▶ [Exercise goal]: All lines from the one with "Put a marker on every instance of the calm" to the end need to be copied exactly, with nothing before them.

▶ [Data to use]:

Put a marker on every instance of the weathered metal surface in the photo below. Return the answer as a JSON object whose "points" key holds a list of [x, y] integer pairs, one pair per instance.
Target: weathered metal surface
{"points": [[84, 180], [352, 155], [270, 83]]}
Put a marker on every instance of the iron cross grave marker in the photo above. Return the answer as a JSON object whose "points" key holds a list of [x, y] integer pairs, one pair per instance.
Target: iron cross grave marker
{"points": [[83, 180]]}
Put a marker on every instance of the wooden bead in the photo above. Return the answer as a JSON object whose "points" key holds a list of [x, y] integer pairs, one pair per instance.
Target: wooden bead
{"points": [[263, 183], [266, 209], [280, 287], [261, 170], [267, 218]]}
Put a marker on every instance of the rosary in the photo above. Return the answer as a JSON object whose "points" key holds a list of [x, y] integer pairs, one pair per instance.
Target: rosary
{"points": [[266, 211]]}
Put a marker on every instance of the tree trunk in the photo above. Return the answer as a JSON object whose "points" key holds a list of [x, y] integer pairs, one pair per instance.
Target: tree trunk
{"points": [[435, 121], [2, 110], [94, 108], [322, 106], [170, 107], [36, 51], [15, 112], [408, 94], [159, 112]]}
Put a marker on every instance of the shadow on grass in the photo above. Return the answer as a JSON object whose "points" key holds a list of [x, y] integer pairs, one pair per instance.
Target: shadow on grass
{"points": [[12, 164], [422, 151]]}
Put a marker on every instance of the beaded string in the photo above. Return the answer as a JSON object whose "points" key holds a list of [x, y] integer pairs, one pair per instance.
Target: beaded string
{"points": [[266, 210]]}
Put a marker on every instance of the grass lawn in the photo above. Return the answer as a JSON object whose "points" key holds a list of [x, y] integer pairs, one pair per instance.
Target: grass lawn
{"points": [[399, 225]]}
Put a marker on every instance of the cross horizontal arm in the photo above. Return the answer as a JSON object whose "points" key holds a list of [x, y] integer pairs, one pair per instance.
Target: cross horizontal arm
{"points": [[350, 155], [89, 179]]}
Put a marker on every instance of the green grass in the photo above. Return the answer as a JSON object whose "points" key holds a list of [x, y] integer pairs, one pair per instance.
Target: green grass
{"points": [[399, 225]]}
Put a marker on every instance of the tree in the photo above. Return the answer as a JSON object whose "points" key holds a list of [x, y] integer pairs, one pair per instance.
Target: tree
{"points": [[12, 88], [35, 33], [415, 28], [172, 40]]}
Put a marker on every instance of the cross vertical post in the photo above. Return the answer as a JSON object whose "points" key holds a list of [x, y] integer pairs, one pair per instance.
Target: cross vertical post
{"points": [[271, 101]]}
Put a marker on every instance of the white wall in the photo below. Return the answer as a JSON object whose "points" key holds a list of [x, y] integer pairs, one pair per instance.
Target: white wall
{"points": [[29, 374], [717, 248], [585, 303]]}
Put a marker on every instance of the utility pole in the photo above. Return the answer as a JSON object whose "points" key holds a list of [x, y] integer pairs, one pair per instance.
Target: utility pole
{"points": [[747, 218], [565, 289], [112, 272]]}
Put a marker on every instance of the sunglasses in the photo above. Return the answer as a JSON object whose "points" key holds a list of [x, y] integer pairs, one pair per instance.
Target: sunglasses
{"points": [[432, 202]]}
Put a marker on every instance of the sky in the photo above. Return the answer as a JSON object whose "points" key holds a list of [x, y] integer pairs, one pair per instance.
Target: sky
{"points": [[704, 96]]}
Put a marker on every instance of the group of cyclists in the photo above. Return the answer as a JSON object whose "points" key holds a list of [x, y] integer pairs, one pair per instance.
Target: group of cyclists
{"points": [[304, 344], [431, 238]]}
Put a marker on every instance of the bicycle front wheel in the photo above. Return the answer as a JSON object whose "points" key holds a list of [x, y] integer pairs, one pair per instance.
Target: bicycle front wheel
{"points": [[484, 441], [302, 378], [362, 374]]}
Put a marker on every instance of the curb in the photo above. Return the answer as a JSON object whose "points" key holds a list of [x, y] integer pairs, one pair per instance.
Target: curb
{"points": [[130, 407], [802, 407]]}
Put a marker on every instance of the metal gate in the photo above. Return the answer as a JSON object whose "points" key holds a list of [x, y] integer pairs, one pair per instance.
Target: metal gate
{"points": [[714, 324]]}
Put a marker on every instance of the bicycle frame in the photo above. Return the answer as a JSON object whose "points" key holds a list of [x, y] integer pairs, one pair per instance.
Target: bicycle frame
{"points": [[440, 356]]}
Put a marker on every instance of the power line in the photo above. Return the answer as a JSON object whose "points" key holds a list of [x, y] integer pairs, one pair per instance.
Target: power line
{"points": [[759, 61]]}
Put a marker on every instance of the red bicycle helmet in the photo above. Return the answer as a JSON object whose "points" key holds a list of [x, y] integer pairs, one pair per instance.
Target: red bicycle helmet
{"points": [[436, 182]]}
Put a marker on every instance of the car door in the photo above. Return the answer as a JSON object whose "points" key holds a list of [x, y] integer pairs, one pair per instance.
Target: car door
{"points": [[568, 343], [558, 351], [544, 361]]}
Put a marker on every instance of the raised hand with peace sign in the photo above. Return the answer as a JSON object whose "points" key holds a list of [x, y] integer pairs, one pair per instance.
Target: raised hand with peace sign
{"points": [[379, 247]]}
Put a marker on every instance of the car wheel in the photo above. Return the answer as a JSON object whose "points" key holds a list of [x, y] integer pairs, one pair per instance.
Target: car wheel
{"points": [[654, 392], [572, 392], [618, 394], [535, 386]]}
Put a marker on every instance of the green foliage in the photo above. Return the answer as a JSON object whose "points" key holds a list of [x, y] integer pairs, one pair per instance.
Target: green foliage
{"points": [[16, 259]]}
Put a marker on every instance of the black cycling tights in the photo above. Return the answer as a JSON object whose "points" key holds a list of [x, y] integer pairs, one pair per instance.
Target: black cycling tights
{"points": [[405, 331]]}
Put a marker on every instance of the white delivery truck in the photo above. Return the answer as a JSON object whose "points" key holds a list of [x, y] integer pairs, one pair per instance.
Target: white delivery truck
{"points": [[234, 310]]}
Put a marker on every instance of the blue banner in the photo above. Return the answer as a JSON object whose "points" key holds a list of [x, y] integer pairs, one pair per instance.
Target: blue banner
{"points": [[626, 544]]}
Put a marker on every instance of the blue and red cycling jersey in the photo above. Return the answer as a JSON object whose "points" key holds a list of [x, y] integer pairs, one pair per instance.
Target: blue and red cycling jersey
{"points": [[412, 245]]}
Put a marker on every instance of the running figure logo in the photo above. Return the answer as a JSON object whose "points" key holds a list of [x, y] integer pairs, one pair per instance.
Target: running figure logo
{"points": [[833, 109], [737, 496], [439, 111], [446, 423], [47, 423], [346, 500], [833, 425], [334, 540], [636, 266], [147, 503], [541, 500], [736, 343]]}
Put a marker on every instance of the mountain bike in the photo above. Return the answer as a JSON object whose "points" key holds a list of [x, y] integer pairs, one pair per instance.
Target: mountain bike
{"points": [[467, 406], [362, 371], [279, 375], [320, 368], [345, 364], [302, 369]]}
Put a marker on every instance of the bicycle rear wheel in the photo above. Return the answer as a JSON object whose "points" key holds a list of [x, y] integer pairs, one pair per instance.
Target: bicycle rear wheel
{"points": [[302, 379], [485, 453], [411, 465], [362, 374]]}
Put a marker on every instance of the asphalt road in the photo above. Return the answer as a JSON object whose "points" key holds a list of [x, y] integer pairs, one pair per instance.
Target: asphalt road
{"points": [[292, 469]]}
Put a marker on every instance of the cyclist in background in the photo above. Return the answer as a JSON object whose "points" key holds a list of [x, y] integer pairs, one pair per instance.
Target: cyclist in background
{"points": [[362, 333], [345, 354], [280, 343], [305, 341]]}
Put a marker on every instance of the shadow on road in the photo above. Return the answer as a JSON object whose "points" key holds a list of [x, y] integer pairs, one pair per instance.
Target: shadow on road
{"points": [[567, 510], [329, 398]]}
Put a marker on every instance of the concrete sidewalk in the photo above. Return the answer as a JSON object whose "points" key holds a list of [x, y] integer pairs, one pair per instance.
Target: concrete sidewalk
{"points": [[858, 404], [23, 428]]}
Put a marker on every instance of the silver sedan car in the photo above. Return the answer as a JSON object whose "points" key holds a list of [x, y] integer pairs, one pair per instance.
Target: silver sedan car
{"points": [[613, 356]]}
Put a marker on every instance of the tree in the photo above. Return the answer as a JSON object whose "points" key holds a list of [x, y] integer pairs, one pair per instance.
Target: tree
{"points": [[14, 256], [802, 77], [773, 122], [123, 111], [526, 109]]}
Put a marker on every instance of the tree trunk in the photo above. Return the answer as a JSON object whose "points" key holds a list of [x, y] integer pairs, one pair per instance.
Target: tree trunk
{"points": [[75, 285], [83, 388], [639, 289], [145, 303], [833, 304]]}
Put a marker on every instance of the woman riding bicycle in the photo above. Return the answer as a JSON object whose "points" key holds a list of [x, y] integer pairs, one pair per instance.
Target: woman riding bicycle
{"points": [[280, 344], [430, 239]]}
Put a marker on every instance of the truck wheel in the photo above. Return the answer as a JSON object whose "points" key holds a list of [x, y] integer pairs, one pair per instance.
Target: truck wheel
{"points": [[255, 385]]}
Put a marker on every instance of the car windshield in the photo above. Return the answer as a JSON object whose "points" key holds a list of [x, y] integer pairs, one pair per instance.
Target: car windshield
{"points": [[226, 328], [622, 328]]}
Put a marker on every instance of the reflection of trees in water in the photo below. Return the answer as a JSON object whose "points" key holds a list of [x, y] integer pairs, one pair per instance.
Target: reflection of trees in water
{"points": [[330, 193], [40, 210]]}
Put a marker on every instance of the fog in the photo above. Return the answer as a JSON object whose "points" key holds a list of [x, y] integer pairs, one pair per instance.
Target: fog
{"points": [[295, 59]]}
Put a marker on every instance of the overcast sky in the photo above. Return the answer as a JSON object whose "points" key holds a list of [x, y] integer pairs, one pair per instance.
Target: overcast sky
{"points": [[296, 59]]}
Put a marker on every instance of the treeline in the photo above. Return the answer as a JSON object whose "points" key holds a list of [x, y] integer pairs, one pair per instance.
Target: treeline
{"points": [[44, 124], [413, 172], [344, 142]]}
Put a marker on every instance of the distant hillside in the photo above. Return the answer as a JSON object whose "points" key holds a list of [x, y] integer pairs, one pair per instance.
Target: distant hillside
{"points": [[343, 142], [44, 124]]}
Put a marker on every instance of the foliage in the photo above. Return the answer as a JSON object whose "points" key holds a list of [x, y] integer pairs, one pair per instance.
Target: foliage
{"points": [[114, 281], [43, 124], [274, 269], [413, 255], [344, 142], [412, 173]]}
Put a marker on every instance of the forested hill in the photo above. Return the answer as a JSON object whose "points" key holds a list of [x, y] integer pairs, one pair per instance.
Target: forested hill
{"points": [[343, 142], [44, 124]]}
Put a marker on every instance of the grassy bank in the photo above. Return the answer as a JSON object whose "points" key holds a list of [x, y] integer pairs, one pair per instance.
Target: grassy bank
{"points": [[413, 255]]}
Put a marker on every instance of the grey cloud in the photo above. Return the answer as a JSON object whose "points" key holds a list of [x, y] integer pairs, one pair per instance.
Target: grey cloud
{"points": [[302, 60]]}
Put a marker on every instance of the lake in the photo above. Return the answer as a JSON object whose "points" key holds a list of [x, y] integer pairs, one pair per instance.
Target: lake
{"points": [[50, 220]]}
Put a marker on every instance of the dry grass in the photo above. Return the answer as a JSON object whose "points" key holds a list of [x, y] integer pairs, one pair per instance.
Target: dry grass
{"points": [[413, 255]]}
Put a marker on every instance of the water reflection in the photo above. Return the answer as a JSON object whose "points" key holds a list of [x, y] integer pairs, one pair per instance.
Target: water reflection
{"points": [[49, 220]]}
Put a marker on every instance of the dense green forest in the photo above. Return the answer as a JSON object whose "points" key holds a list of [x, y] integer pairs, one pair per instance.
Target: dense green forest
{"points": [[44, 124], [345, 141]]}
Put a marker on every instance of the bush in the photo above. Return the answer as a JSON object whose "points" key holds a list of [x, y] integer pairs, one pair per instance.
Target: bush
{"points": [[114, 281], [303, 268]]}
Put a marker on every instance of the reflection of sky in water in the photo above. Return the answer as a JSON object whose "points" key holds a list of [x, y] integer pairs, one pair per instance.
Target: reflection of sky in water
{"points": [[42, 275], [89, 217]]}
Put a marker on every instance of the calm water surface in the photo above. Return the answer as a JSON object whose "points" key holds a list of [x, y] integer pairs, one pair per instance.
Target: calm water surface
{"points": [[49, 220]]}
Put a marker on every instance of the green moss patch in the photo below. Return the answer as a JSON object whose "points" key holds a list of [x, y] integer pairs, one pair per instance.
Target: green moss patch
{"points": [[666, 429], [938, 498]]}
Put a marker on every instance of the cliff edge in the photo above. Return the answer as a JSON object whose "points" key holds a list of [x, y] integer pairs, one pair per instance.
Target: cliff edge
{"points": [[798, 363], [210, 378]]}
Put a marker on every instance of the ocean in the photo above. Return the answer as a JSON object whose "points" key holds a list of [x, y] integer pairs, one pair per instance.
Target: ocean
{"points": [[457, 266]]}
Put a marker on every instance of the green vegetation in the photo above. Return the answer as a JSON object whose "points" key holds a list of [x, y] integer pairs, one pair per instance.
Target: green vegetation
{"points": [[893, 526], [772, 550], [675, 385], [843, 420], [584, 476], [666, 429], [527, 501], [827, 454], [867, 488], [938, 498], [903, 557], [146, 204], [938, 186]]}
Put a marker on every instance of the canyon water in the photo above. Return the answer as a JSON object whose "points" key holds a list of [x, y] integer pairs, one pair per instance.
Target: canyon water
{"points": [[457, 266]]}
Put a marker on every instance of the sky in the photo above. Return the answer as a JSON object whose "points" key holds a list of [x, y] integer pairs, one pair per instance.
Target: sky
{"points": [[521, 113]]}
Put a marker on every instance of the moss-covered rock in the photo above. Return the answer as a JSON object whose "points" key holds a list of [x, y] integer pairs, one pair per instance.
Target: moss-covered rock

▶ [Solution to this task]:
Put a marker on every instance of the calm water surface in the photo above. Return the answer as a JSON object whose "points" key holds a list of [x, y] integer pairs, one pair per instance.
Target: calm water surface
{"points": [[49, 220]]}
Put a marker on every instance of the green moss patch in the photo below. Return the answer as a JSON object whose "points" key holds a list of [x, y] integer pairs, one pair per instance.
Target: green moss patch
{"points": [[666, 429], [938, 498]]}
Put a marker on every instance of the cliff edge in the photo above. Return the answer as a JSON object whose "points" key holds a list of [x, y] integer pairs, one pair per instance.
Target: cliff edge
{"points": [[798, 363], [210, 378]]}
Put a marker on every instance of the ocean in the photo above. Return the answer as a JSON object whose "points" key holds a list of [x, y] integer pairs, one pair per instance.
Target: ocean
{"points": [[457, 266]]}
Put a marker on every instance of the green vegetation in the photo above. Return the answer as a JSON object whose "points" key holds a list of [x, y] integer pairs, one pair per instance.
Target: green vegetation
{"points": [[893, 526], [772, 550], [675, 385], [843, 420], [584, 476], [666, 429], [527, 501], [827, 454], [867, 488], [938, 498], [903, 557], [146, 204], [938, 186]]}
Put a marker on every instance of the canyon water in the photo above. Return the answer as a JSON object whose "points" key holds a list of [x, y] integer pairs, one pair per instance.
Target: canyon water
{"points": [[457, 266]]}
Put a marker on every instance of the sky in the photo above. Return the answer as a JSON object whose "points" key holds a list of [x, y] integer pairs, one pair per instance.
Target: sky
{"points": [[521, 113]]}
Put a marker on every instance of the moss-covered rock in the photo above. Return the answer as a JSON object whose "points" key holds a list of [x, y] integer pairs, one pair per instance.
Target: moss-covered rock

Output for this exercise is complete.